• TASK ITEM
Rewrite every line of the records below with "rough mask" renamed to "coarse mask" throughout, leaving everything else unchanged.

• DATASET
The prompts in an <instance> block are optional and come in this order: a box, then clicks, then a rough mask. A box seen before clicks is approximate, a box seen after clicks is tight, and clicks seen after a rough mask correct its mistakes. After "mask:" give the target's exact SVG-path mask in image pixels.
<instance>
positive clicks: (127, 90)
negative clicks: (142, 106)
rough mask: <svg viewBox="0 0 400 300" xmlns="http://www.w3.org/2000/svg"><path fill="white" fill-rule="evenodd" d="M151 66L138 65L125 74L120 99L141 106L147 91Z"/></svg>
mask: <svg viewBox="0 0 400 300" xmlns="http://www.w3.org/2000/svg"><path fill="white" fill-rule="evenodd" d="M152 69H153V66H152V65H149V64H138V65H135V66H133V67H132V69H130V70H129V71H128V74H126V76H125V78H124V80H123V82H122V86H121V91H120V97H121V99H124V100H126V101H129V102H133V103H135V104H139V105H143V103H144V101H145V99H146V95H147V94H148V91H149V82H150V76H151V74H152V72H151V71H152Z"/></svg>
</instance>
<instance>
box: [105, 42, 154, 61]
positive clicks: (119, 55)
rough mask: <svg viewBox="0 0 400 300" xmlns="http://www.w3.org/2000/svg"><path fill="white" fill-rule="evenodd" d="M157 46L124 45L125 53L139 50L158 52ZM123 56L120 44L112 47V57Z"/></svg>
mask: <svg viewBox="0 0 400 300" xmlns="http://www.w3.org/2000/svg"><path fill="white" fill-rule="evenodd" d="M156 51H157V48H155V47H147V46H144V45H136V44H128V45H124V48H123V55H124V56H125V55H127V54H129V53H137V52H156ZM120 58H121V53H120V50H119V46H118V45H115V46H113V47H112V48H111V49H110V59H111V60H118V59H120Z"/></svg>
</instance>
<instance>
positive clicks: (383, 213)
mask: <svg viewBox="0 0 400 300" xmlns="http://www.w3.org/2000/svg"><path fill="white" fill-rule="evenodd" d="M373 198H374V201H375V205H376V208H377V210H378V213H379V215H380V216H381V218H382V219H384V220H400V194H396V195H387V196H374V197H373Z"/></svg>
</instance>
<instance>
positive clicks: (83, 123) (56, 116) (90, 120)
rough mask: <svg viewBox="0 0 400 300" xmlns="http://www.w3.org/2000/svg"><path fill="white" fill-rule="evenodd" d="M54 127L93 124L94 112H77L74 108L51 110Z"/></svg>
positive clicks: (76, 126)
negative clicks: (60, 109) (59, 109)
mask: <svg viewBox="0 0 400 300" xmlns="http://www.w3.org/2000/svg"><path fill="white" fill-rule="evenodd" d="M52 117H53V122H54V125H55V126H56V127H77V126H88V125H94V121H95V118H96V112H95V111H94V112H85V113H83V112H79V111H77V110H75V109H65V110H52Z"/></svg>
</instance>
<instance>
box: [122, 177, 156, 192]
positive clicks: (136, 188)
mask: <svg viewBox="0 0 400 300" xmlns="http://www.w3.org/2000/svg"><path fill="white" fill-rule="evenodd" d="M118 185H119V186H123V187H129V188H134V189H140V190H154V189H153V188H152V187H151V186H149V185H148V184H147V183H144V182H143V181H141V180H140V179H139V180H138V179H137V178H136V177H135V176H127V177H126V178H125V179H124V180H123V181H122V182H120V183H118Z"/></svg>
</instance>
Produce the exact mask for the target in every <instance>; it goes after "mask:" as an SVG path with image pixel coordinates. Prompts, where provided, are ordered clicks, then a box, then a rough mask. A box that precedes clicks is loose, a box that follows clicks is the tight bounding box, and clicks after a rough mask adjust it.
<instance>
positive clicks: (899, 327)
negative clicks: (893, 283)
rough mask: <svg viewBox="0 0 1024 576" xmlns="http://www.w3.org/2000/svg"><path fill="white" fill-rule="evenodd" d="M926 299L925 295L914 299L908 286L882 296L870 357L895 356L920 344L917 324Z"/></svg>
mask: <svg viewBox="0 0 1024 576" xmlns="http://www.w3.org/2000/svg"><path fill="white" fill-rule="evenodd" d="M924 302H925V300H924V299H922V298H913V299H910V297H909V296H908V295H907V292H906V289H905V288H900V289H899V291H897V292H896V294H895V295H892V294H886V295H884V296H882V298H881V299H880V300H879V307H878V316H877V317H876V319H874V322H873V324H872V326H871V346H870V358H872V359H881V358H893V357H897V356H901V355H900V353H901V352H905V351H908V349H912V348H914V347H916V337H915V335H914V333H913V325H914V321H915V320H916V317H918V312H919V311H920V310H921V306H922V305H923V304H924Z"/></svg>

• RESPONSE TO THIS TASK
The prompts in an <instance> block are optional and come in this order: a box, then clicks, then a coarse mask. A box seen before clicks is approximate, a box seen after clicks is tight, and clicks seen after a coarse mask correct its mistakes. After "mask:" give the target's exact SVG-path mask in image pixels.
<instance>
positive clicks: (127, 90)
negative clicks: (142, 106)
coarse mask: <svg viewBox="0 0 400 300" xmlns="http://www.w3.org/2000/svg"><path fill="white" fill-rule="evenodd" d="M151 66L138 65L125 74L120 99L141 106L147 91Z"/></svg>
mask: <svg viewBox="0 0 400 300" xmlns="http://www.w3.org/2000/svg"><path fill="white" fill-rule="evenodd" d="M152 69H153V66H152V65H149V64H138V65H135V66H133V67H132V69H130V70H129V71H128V74H126V76H125V78H124V80H123V82H122V86H121V91H120V97H121V99H124V100H126V101H129V102H133V103H135V104H139V105H143V103H144V101H145V99H146V95H147V94H148V91H149V82H150V76H151V74H152V72H151V71H152Z"/></svg>
</instance>
<instance>
box: [105, 42, 154, 61]
positive clicks: (119, 55)
coarse mask: <svg viewBox="0 0 400 300" xmlns="http://www.w3.org/2000/svg"><path fill="white" fill-rule="evenodd" d="M157 46L124 45L125 53L139 50L158 52ZM123 56L120 44L112 47V57Z"/></svg>
mask: <svg viewBox="0 0 400 300" xmlns="http://www.w3.org/2000/svg"><path fill="white" fill-rule="evenodd" d="M156 51H157V48H155V47H147V46H144V45H136V44H128V45H124V48H123V55H124V56H125V55H127V54H129V53H137V52H156ZM120 58H121V53H120V50H119V46H118V45H115V46H113V47H112V48H111V49H110V59H111V60H118V59H120Z"/></svg>
</instance>
<instance>
positive clicks: (383, 213)
mask: <svg viewBox="0 0 400 300" xmlns="http://www.w3.org/2000/svg"><path fill="white" fill-rule="evenodd" d="M373 198H374V201H375V205H376V208H377V210H378V213H379V215H380V216H381V218H382V219H384V220H400V194H396V195H387V196H374V197H373Z"/></svg>
</instance>
<instance>
positive clicks: (83, 123) (56, 116) (90, 120)
coarse mask: <svg viewBox="0 0 400 300" xmlns="http://www.w3.org/2000/svg"><path fill="white" fill-rule="evenodd" d="M54 127L93 124L94 112H77L74 108L51 110Z"/></svg>
positive clicks: (76, 126)
negative clicks: (60, 109) (59, 109)
mask: <svg viewBox="0 0 400 300" xmlns="http://www.w3.org/2000/svg"><path fill="white" fill-rule="evenodd" d="M52 117H53V122H54V125H55V126H56V127H77V126H88V125H94V121H95V118H96V112H95V111H94V112H85V113H83V112H79V111H77V110H75V109H65V110H52Z"/></svg>
</instance>
<instance>
box: [122, 177, 156, 192]
positive clicks: (136, 188)
mask: <svg viewBox="0 0 400 300" xmlns="http://www.w3.org/2000/svg"><path fill="white" fill-rule="evenodd" d="M118 185H119V186H123V187H129V188H134V189H140V190H154V189H153V188H152V187H151V186H149V185H148V184H147V183H144V182H143V181H141V180H140V179H139V180H138V179H137V178H136V177H135V176H127V177H126V178H125V179H124V180H123V181H122V182H120V183H118Z"/></svg>
</instance>
Produce the exact mask for the target in every <instance>; it goes after "mask:" as an SVG path with image pixel coordinates. Prompts, where provided, are ordered clicks, then a box, then a coarse mask. A box that precedes clicks is loose, a box that follows clicks is the tight bounding box, and clicks after a coarse mask adjust it.
<instance>
positive clicks: (899, 327)
negative clicks: (893, 283)
coarse mask: <svg viewBox="0 0 1024 576" xmlns="http://www.w3.org/2000/svg"><path fill="white" fill-rule="evenodd" d="M926 299L925 295L914 299L908 286L882 296L870 357L895 356L920 344L917 324Z"/></svg>
mask: <svg viewBox="0 0 1024 576" xmlns="http://www.w3.org/2000/svg"><path fill="white" fill-rule="evenodd" d="M924 302H925V300H924V299H922V298H913V299H910V297H909V296H908V295H907V292H906V289H905V288H900V289H899V291H897V292H896V294H895V295H892V294H886V295H884V296H882V298H881V299H880V300H879V307H878V316H877V317H876V319H874V322H873V324H872V326H871V346H870V358H872V359H881V358H893V357H897V356H901V355H900V353H901V352H905V351H908V349H912V348H914V347H916V337H915V335H914V333H913V325H914V321H915V320H916V317H918V312H919V311H920V310H921V306H922V305H923V304H924Z"/></svg>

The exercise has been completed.